=== Source extract ===

Summary
pending motion to amend summons deemed abandoned when plaintiff permitted entry of final order before trial court ruled on motion
Summary of this case from Nealis v. KnechtOpinion
No. 43574.
October 28, 1969.
Application to Assume Jurisdiction and to Issue Writ of Prohibition. Writ granted.
Melvin F. Pierce, Oklahoma City, for petitioners.
Joe Roselle, Guy Secor, Lee Witcher, Oklahoma City, for respondent.
Petitioners seek a writ of prohibition to prevent the respondent district judge from proceeding in two tort actions resulting from an automobile accident which occurred on June 5, 1958. The reference to "plaintiff's" and "defendants" designates the respective parties in the two civil actions. Plaintiffs are husband and wife. Defendants are non-residents. The civil actions were brought pursuant to 47 O.S. 1961 § 391[ 47-391] et seq.
The actions were commenced on June 3, 1960. Motions to quash were filed and later sustained, with leave granted to issue alias summons, by Judge E, on October 25, 1960 by letter notification to the attorneys of record. Plaintiffs did not attempt to issue alias summons. Instead, the plaintiffs filed, on December 19, 1960, a motion to amend the summons and the notice to permit insertion of the amount sought as damages in the event of judgment. The motion to quash was later considered by the successor judge, Judge F, and sustained on April 20, 1966. No specific reference is made in the order of April 20, 1966 regarding the then pleading motion to amend the summons and the notice.

===

Requests:
1. Identify each line of the listing that contains the word "green", and copy those lines.
2. Extend the court opinion on the writ of prohibition, beginning right after its last sentence.
The court opinion and the listing come from unrelated sources.

=== Given data ===

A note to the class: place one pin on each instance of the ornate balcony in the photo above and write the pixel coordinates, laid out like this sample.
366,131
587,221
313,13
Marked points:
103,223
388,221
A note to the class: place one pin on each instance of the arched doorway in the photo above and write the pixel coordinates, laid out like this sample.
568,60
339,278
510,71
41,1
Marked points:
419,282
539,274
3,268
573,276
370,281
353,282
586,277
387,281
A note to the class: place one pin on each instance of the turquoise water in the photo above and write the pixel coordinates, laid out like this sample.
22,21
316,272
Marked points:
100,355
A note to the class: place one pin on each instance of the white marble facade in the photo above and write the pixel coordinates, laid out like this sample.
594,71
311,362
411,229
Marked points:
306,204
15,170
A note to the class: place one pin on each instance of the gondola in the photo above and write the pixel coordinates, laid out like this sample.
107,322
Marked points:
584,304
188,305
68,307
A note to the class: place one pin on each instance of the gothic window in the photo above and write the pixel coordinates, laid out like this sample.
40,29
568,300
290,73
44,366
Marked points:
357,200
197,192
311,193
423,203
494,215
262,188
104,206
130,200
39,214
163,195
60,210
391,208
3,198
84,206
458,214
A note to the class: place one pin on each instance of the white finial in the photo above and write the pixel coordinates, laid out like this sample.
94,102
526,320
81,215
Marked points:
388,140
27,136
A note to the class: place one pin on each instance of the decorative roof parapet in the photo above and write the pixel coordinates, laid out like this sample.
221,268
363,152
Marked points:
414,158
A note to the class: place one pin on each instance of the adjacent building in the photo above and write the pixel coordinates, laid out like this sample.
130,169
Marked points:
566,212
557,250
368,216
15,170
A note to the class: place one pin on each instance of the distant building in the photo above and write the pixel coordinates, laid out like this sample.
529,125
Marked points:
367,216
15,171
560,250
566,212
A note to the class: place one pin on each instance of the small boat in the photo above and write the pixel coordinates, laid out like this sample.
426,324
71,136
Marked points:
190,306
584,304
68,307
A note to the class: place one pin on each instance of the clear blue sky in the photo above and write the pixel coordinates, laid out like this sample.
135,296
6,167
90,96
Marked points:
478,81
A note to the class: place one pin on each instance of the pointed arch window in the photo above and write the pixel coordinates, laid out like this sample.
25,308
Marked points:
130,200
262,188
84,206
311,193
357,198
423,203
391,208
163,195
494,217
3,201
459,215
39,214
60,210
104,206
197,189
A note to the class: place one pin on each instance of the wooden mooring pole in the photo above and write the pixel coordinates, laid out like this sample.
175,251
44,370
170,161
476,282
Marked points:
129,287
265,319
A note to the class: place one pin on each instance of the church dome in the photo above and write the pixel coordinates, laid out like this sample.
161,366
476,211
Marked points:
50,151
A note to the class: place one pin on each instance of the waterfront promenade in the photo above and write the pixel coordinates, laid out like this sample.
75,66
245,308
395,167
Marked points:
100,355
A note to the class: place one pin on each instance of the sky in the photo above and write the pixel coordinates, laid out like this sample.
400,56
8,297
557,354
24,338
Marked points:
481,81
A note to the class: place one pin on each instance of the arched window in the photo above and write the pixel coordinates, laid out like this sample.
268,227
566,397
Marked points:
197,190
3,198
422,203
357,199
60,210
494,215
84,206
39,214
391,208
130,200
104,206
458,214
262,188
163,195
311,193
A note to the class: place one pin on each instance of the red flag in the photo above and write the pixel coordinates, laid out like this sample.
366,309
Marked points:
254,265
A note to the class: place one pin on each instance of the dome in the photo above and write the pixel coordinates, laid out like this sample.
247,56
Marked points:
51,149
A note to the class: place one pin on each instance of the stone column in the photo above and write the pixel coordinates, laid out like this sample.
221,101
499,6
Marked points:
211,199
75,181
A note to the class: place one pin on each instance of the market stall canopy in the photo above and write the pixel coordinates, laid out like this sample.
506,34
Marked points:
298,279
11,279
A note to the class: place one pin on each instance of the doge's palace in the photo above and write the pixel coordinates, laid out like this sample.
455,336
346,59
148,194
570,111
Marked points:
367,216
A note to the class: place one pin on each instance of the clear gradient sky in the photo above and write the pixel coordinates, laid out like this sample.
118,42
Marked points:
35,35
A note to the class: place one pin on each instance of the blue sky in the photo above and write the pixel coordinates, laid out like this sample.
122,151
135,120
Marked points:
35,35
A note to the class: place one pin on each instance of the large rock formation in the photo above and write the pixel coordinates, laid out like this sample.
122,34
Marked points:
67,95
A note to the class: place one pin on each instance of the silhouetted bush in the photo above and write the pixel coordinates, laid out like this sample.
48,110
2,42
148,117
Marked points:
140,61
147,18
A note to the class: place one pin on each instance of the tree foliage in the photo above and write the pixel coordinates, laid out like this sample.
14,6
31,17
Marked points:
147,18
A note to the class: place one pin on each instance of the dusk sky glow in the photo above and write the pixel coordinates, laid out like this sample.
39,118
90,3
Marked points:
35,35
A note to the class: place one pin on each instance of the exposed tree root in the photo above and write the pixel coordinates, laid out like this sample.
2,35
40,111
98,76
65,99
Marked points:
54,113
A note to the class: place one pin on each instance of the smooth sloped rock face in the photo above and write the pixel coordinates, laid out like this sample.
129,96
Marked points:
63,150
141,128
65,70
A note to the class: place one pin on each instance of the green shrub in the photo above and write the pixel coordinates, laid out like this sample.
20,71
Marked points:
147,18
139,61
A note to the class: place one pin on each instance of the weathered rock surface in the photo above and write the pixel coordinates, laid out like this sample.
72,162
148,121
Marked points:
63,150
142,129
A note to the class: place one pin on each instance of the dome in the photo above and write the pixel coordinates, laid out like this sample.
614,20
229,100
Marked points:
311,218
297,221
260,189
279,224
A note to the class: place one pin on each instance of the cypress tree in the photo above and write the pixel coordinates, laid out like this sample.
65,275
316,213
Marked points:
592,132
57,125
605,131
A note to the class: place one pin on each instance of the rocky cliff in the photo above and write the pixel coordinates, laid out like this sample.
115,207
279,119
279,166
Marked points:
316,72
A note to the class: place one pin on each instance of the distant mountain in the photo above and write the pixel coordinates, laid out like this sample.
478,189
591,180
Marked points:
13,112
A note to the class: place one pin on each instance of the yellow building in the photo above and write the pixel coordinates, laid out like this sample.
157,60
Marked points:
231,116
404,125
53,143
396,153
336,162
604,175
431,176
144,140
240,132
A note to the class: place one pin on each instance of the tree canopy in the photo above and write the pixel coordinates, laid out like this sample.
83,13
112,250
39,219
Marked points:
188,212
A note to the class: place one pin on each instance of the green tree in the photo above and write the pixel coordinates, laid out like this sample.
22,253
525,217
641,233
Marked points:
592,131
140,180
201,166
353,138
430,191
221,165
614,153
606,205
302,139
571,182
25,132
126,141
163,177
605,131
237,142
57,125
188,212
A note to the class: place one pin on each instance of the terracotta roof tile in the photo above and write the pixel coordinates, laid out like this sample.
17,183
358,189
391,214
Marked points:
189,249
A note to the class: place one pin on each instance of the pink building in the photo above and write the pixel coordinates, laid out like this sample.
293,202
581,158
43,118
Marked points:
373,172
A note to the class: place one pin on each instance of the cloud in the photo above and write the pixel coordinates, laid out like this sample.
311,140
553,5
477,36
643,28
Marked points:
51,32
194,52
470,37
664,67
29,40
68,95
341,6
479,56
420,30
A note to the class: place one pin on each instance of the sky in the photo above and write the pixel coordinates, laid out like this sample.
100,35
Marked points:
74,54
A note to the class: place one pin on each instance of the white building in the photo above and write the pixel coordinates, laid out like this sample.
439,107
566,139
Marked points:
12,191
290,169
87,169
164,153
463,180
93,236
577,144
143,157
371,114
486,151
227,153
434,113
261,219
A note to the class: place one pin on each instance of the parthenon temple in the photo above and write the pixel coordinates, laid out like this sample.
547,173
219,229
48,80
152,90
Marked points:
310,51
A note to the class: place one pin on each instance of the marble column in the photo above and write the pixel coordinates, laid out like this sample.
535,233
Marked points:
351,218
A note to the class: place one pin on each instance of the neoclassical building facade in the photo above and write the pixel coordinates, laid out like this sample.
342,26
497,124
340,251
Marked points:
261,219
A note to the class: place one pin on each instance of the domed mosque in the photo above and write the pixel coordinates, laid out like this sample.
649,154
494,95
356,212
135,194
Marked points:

===

Answers by task:
1.
A note to the class: place one pin on each instance of the green shrub in the photo above and write the pixel coordinates, laid out like this sample.
A note to the class: place one pin on each instance of the green tree in the photo above and write the pixel coordinates, laid out like this sample.

2.
On February 7, 1968, the respondent judge considered the motion of plaintiffs to permit the amending of summons and notice requested by motion filed on December 19, 1960. The Journal Entry of February 7, 1968 reflects that the motion was denied for the stated reason that the court lacked authority or jurisdiction to review the order sustaining the motion to quash entered on October 25, 1960, and that the order on April 20, 1966, also sustaining a motion to quash, did by necessary implication deny the motion to amend the summons. The court noted that an appeal was not taken in either instance. After a motion for a new trial was filed, the respondent judge, on April 23, 1969, vacated all of the previous orders, permitted the amendment, and directed the defendants to answer. Petitioners attack the order of April 23, 1969 in this proceeding.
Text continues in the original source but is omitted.